OBJECTIVE 1:
Gather every line of the rows that contains the word "background", and treat case as significant.

READING TEXT:
Finding petitioner's Section 2(d) claim time-barred and its Section 14(3) misrepresentation claim wholly deficient, the Board denied a petition for cancellation of a registration for the mark CAMP AWESOME for "child care services." Petitioner, alleging use of the name "Camp Awesum" since 2014, had filed two applications to register that mark for "providing camps for persons with intellectual or developmental disabilities services,” but the applications were blocked by Respondent O'Brien's 2015 registration. The Board was in O'Brien's camp. Camp Awesum, Inc. v. James M. O’Brien, Cancellation No. 92084926 (March 6, 2026) [not precedential] (Opinion by Judge Robert Lavache).
Likelihood of Confusion: The only ground for cancellation set out in the petition for cancellation (filed in April 2024) was likelihood of confusion under Section 2(d). However, since O'Brien's registration was more than five years old at the time the petition was filed, the Section 2(d) claim was barred by Section 14 of the Lanham Act. The Board observed that "[u]nder Trademark Act Section 14, a registration that has existed for at least five years on the Principal Register may be cancelled only for a very limited set of potential grounds, including genericness, functionality, abandonment, fraud, and misrepresentation of source." "Accordingly, Petitioner’s putative likelihood-of-conclusion claim is time-barred under Section 14(3) and we cannot consider it."
Misrepresentation of Source: In its petition for cancellation, petitioner did not mention its Section 14(3) misrepresentation claim. However, on the ESTTA cover sheet it checked the box for that claim (but not the Section 2(d) box).
Noting that a Section 14(3) claim for misrepresentation of source is not barred by Section 14, the Board pointed out this claim "refers to situations where it is deliberately misrepresented by or with the consent of the registrant that goods and/or services originate from a manufacturer or other entity when in fact those goods and/or services originate from another party."

OBJECTIVE 2:
Carry on the write-up about the CAMP AWESOME cancellation, starting after its last sentence.

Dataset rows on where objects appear
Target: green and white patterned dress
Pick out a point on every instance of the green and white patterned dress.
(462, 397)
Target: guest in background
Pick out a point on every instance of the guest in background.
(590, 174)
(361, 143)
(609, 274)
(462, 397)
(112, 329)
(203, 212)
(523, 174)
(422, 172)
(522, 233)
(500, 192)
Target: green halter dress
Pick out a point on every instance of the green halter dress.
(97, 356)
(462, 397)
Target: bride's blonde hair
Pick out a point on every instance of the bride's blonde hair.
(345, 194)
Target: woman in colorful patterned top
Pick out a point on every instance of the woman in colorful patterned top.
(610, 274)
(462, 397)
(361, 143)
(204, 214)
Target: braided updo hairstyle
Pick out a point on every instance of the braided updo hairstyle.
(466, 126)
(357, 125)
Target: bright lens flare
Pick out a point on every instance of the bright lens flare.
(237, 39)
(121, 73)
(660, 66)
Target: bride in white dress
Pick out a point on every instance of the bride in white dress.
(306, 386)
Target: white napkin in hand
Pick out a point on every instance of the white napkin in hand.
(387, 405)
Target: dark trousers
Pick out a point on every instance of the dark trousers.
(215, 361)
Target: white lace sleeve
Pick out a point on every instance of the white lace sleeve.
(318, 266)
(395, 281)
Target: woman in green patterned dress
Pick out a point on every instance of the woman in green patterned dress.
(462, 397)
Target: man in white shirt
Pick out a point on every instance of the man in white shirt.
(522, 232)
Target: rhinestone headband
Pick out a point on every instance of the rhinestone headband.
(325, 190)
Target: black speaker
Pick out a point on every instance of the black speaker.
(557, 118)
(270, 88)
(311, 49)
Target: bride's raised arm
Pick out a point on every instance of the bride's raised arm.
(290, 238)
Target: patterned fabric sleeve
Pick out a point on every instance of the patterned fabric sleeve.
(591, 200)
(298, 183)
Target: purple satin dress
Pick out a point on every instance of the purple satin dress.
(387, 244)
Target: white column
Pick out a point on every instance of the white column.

EXERCISE OUTPUT 1:
Target: guest in background
Pick out a point on every instance of the guest in background.

EXERCISE OUTPUT 2:
[A] misrepresentation-of-source claim goes beyond mere likelihood of confusion and requires pleaded facts reflecting the respondent’s “deliberate misrepresentation” of the source of the petitioner’s services; the respondent’s “blatant misuse of the mark” in a manner calculated to trade on the goodwill and reputation of the petitioner; or conduct amounting to the respondent’s “deliberate passing-off” of the petitioner’s services as those of the respondent. Otto Int’l, 2007 TTAB LEXIS 62, at *9.
The Board found the record to be the devoid of any pleading, argument, or evidence pertinent to such a claim. "In fact, after selecting the relevant Section 14(3) misrepresentation-of-source claim in the ESTTA petition form, Petitioner did not again refer to the claim in the body of the petition, let alone plead the elements of the claim." In its briefs, petitioner again did not mention this claim. It addressed priority and various DuPont factors and stated that the issues were priority and likleihood of confusion.
[W]e find that this is a case of a “Section 2(d) claim masquerading as a misrepresentation-of-source claim.” Bayer, 2009 TTAB LEXIS 203, at *17 (cleaned up). Thus, the misrepresentation-of-source claim was not sufficiently pleaded and we may deny the petition for that reason alone. Alternatively, putting aside the insufficiency of the pleading, Petitioner otherwise waived the claim by failing to argue the claim in its brief.
And so, the Board denied the misrepresentation-of-source claim.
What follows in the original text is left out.